(Source passage Opens)

GIVERS In Light Review

Album. Released 10 October 2011.  

BBC Review

Perky, post-Vampire Weekend indie-pop from Louisiana newcomers with a CBBC connection.

Fraser McAlpine 2011-10-10

You’d think an album of perky, post-Vampire Weekend hipster indie with big chanting choruses would linger in the mind, wouldn’t you? Especially when these excitable Louisiana kids consistently and yelpily deliver all sorts of charming melodies; each song peppered with dynamic bits, obscured by wafty bits and strafed with fizzy explosions, sudden tempo changes and rickety lurches in rhythm. It’s an exhilarating first listen: you just don’t know what’s going to happen next.

Heck, GIVERS have even got a zingy hit single-ish song (as opposed to an actual hit single) in the shape of Up Up Up: a tune so giddy and infectious they’ve used it in the trailers for CBBC, so surely does it grab the attention. And it’s not like things take a dip in quality after that. Noche Nada’s one note, Morse Code chorus is utterly charming, a perfect idea, perfectly executed. Meantime’s pop-prog calls to mind an afrobeat Dirty Projectors, In My Eyes and Ripe puff out all the clockwork woodwork with stadium dynamics, making a big anthemic mess in the process, and Go Out at Night seeks to bring the whole endeavour to a satisfactory, calming close with a woozy, intimate cuddle.

They’re not short of ideas, they’re good at their instruments and the singing, and they’ve recorded everything in a perfectly grand fug of reverb and sawdust. And yet there’s a problem. This is not music that hangs around in the brain, for reasons that aren’t particularly clear. It’s as if, hidden among all the jibber and twitch, obscured by the smoke and howling, there’s a little charm of amnesia. 

How else could it be that, after listening and re-listening, after being biffed about by their bratty charms, the only thing that stays in the brain is that one chorus from Up Up Up. Everything else just vanishes as if it was never there. Most odd.

(Source passage Closes)

**Problems to work on**
**1)** List every song title named in the album review.
**2)** Retype the album review's text from "GIVERS In Light" to "a CBBC connection.".
**3)** Answer these questions using the album review.
(a) On what date was the album released?
(b) What state is the band from?
(c) What did CBBC use Up Up Up in?

(Dataset records Opens)

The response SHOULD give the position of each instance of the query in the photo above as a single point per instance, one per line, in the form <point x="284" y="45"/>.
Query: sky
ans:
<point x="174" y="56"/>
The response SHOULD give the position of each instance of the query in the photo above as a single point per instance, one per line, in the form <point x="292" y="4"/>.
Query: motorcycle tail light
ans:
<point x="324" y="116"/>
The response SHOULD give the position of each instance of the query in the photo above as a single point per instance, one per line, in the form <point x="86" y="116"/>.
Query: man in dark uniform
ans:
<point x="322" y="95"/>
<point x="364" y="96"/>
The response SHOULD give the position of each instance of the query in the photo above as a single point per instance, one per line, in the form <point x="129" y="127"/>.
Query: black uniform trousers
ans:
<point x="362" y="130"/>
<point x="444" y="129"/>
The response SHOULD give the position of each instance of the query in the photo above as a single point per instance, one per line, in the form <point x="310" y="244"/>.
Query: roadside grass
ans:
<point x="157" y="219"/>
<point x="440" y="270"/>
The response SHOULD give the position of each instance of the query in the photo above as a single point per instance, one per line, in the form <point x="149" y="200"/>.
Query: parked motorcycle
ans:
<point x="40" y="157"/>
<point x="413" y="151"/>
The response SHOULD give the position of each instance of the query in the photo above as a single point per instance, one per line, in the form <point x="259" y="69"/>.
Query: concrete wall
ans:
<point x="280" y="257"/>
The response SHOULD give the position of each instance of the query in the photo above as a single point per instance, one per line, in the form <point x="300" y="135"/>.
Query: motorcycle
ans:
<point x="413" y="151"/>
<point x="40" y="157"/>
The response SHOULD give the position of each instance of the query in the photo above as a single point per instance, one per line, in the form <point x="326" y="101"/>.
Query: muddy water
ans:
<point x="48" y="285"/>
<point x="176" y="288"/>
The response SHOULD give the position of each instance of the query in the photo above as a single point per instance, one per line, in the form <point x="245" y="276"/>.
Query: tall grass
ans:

(Dataset records Closes)

**Exercise results**
**1)**
Up Up Up
Noche Nada
Meantime
In My Eyes
Ripe
Go Out at Night

**2)**
GIVERS In Light Review

Album. Released 10 October 2011.  

BBC Review

Perky, post-Vampire Weekend indie-pop from Louisiana newcomers with a CBBC connection.

**3)**
(a) 10 October 2011
(b) Louisiana
(c) Its trailers